Start of Data provided

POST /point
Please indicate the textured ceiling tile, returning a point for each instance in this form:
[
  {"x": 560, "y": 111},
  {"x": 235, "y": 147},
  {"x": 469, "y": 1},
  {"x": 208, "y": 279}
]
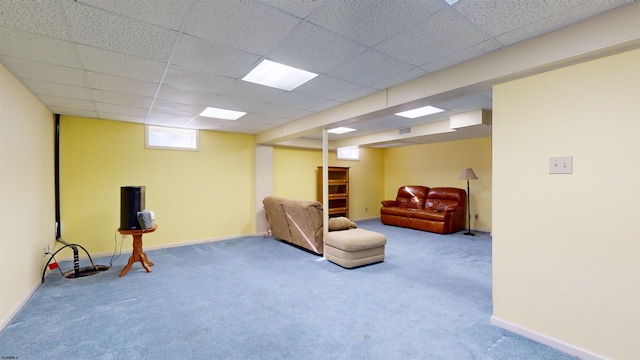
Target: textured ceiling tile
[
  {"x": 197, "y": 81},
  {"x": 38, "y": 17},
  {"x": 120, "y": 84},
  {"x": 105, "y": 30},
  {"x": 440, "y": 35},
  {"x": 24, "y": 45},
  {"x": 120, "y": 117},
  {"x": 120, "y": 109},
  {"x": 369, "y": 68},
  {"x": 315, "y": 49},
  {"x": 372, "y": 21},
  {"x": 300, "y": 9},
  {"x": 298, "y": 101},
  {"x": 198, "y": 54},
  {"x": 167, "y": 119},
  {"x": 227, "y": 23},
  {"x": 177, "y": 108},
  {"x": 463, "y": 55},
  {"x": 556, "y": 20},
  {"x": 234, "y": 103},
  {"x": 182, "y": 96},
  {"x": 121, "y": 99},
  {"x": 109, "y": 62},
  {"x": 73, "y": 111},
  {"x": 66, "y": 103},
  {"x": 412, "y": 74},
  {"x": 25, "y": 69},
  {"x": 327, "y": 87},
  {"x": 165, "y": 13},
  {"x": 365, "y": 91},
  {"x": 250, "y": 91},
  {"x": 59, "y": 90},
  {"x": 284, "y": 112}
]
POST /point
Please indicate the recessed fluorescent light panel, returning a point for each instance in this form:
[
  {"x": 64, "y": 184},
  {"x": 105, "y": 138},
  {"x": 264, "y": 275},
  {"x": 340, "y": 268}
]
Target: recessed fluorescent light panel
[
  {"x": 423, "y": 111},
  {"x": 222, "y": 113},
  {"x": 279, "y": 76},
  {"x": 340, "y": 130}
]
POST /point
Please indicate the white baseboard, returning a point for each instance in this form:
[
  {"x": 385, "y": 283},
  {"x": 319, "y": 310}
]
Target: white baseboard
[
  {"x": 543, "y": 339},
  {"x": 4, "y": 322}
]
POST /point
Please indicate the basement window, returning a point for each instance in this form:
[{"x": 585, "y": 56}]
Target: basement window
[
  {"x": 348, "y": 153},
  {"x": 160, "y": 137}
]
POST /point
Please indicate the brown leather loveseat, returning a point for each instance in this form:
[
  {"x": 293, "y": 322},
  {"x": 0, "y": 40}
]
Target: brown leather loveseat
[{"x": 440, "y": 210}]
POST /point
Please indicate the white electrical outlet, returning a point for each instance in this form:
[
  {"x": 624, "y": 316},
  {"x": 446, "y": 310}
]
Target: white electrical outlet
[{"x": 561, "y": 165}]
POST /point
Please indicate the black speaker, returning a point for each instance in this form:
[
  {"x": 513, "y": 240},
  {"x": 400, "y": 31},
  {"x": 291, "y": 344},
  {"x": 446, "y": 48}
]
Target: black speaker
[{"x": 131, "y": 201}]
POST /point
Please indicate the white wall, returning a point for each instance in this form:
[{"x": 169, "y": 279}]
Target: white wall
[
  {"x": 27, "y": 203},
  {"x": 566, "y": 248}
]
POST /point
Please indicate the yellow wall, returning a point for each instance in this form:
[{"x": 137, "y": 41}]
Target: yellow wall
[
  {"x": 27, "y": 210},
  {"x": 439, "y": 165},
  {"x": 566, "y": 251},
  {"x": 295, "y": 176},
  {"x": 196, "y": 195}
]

End of Data provided

Please gather every line from the entries above that contains the string "form", treating uppercase and lowercase as different.

Please indicate the textured ceiling tile, returning a point for each instance in this form:
Please indicate the recessed fluorescent light panel, returning a point for each instance in this form:
Please indicate the white baseboard, returning a point for each instance in this form:
Please indicate the basement window, returning a point for each instance in this form:
Please indicate the brown leather loveseat, returning a point for each instance in this form:
Please indicate the white electrical outlet, returning a point for each instance in this form:
Please indicate the black speaker, returning a point for each instance in this form:
Please indicate the white wall, returning a point for each instance in this form:
Please indicate the yellow wall, returning a point for each instance in this form:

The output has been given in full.